▶ **DIRECTIONS FOR THIS TASK**
Count how many lines of the items below contain the string "tree", matching case exactly. Reply with the number alone.

* begin EXERCISE INPUTS *

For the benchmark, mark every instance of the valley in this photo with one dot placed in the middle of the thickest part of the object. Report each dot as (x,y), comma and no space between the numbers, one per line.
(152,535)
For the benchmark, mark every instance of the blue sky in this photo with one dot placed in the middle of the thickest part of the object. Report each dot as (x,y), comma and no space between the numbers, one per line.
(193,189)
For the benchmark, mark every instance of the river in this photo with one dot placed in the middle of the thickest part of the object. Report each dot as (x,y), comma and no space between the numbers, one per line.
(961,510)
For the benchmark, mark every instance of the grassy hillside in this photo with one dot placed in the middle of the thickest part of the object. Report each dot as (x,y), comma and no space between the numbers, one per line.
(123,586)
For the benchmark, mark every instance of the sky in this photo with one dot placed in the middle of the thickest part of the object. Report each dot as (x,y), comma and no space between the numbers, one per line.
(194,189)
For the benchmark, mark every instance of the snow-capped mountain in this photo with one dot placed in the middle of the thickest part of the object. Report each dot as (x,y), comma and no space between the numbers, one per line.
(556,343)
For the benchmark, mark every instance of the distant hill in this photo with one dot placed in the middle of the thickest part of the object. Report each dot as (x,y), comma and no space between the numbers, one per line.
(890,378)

* end EXERCISE INPUTS *
* begin EXERCISE INPUTS *

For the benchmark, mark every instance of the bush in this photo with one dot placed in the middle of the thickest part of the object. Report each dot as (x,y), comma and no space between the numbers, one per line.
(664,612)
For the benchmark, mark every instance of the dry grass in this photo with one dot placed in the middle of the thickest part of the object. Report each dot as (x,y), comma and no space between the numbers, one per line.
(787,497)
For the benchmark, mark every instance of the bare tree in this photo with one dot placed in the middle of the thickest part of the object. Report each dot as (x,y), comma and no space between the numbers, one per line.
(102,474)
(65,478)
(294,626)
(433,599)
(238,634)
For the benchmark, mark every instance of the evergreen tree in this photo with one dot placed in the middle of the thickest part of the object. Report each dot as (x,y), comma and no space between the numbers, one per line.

* end EXERCISE INPUTS *
* begin EXERCISE INPUTS *

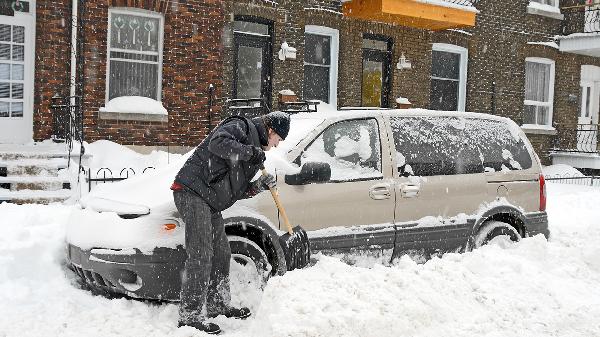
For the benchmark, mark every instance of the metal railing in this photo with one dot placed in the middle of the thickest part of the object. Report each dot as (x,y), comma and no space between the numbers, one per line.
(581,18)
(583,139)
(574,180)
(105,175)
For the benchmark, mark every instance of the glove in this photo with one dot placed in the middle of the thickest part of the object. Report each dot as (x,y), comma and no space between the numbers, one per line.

* end EXERCISE INPUTS *

▶ **ANSWER TO THIS PROBLEM**
2